◆ **EXCERPT PROVIDED**:
Today, the high-rise public housing has been wiped away, leaving the area with a smattering of row houses, townhouses and some stretches of still-empty lots.
Over the past decade, three of the schools that served the area’s children have been closed and reopened—one as a charter school, one as a selective enrollment school and the third as a lease by a private Catholic school that costs about $8,000 a year.
Miranda and other parents are now fighting furiously to save one of two neighborhood schools left. A parent volunteer who calls all the students at Manierre Elementary “her children,” she is emphatic that she won’t give up. The School Board is scheduled to vote on the closings on Wednesday.
“My son is upset,” she says. Miranda’s son has a disability that includes learning and speech difficulties and she’s afraid that he will simply “shut down” if he has to transfer to a new school.
But there’s something more that is eating at her. Even though Manierre is surrounded by high-performing schools, the school that her children are now supposed to attend is a Level 3 school with almost identical test scores.
Like Manierre, the receiving school, Jenner, has mostly black, low-income students. The other area schools are more diverse with far fewer poor children.
“I don’t want my children to go from a Level 3 school to a Level 3 school,” Miranda says. “I don’t want that for my children. They are good kids. They don’t bother nobody. They respect their elders.”
In some ways, Manierre is unique compared to the vast majority of schools slated to close on the South Side and West Side. Manierre is on the Near North Side, nestled next to some of the wealthiest areas in the city.
But in other ways, it is not different. Two months ago, CPS leaders announced their intention to close 54 schools, co-locate 11 and hand over six to the Academy of Urban School Leadership to be turned around. The end result of the school actions is that traditional, district-run neighborhood schools will become scarcer. Schools to which students have to apply and those run by private organizations will continue to take over, casting an ever-bigger shadow over the district.

◆ **PROBLEM A**: Copy everything from "Like Manierre, the" down to "fewer poor children." in the passage on the school closings.
◆ **PROBLEM B**: Continue the article about the fight over closing Manierre Elementary, starting after its final sentence.

◆ **GIVEN RECORDS**:

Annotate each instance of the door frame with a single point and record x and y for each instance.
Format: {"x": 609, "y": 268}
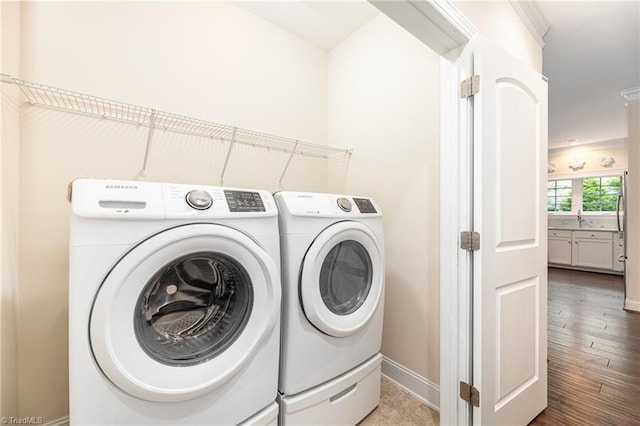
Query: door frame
{"x": 444, "y": 29}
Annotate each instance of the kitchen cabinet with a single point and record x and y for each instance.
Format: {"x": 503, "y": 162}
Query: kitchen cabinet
{"x": 618, "y": 252}
{"x": 585, "y": 249}
{"x": 592, "y": 249}
{"x": 559, "y": 247}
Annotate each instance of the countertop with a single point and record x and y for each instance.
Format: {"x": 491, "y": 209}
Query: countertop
{"x": 557, "y": 228}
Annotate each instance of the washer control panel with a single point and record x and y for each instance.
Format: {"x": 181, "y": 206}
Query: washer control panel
{"x": 244, "y": 201}
{"x": 102, "y": 198}
{"x": 344, "y": 204}
{"x": 365, "y": 205}
{"x": 198, "y": 199}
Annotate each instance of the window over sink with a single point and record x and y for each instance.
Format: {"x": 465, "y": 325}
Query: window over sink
{"x": 589, "y": 194}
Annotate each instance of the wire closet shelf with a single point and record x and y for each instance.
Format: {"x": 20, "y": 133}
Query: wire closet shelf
{"x": 81, "y": 103}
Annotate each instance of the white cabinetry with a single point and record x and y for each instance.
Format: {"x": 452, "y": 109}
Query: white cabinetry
{"x": 585, "y": 249}
{"x": 618, "y": 252}
{"x": 560, "y": 247}
{"x": 592, "y": 249}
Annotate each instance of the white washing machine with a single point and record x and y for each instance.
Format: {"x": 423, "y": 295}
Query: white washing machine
{"x": 333, "y": 296}
{"x": 174, "y": 305}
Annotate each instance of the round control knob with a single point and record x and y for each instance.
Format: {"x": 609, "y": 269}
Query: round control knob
{"x": 199, "y": 200}
{"x": 344, "y": 204}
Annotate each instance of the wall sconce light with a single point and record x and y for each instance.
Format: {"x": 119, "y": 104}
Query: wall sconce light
{"x": 577, "y": 164}
{"x": 607, "y": 161}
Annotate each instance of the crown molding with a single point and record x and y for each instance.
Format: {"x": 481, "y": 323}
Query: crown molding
{"x": 631, "y": 96}
{"x": 589, "y": 146}
{"x": 532, "y": 17}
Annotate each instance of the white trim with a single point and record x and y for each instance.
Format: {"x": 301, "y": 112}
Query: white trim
{"x": 590, "y": 146}
{"x": 437, "y": 23}
{"x": 532, "y": 17}
{"x": 415, "y": 384}
{"x": 614, "y": 171}
{"x": 62, "y": 421}
{"x": 455, "y": 213}
{"x": 632, "y": 305}
{"x": 441, "y": 26}
{"x": 631, "y": 96}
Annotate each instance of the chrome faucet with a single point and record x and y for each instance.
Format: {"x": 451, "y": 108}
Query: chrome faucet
{"x": 580, "y": 218}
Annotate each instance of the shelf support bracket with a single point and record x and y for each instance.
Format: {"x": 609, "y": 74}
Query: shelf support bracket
{"x": 226, "y": 160}
{"x": 152, "y": 119}
{"x": 286, "y": 166}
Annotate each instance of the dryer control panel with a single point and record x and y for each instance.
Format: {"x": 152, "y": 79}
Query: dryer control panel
{"x": 327, "y": 205}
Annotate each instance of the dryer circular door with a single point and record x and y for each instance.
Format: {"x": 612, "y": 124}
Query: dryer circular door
{"x": 184, "y": 311}
{"x": 342, "y": 278}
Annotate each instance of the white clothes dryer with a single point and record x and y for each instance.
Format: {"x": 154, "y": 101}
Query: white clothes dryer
{"x": 333, "y": 296}
{"x": 174, "y": 304}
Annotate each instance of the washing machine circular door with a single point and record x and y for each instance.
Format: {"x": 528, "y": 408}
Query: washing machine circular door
{"x": 182, "y": 312}
{"x": 342, "y": 279}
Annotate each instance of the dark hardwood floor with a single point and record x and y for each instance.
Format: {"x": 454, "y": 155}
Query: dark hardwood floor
{"x": 593, "y": 351}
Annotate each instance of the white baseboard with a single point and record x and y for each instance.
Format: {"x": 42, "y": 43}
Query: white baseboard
{"x": 416, "y": 385}
{"x": 632, "y": 305}
{"x": 62, "y": 421}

◆ **EXERCISE ANSWER A**:
Like Manierre, the receiving school, Jenner, has mostly black, low-income students. The other area schools are more diverse with far fewer poor children.

◆ **EXERCISE ANSWER B**:
The mayor and CPS officials have cast the move much differently, repeatedly saying that closings and consolidations will allow the district to redirect resources to fewer schools. And with the district facing a $1 billion budget shortfall, officials say closings will save $43 million a year in operating costs (starting in two years) and another $437 million in capital costs over the next decade.
“What we must do is to ensure that the resources some kids get, all kids get,” said Byrd-Bennett in a videotaped message on the CPS website. “With our consolidations, children are guaranteed to get what they need.”
Yet many of the district’s claims have drawn intense scrutiny and raised questions that undercut the rationale for closings as either a cost-savings or school improvement strategy.
Going to “better” schools
The first claim to face scrutiny is that students at closing schools will end up in higher- performing ones. According to state law, Byrd-Bennett has the authority to define “higher-performing,” and she determined that even when a school has the same performance rating, it can be considered higher- performing if it does better on a majority of the metrics, such as attendance and test scores.
Yet researchers note an important point: A move to a school that is only slightly better, at most, likely won’t mean much to students. The University of Chicago Consortium on School Research found that, in previous rounds of closings, displaced students only reaped an academic benefit if they were sent to markedly better schools, defined as those in the top quartile.
In this case, just six receiving schools out of 55 are in the top quartile of all CPS schools. And in only three cases—3 out of 53 closings—are kids being sent from a school in the lowest quartile to a school in the highest, according to an analysis by WBEZ. Two-thirds of the closing schools are among the lowest rated in CPS, but in 18 cases students will be sent to schools that are equally low-rated.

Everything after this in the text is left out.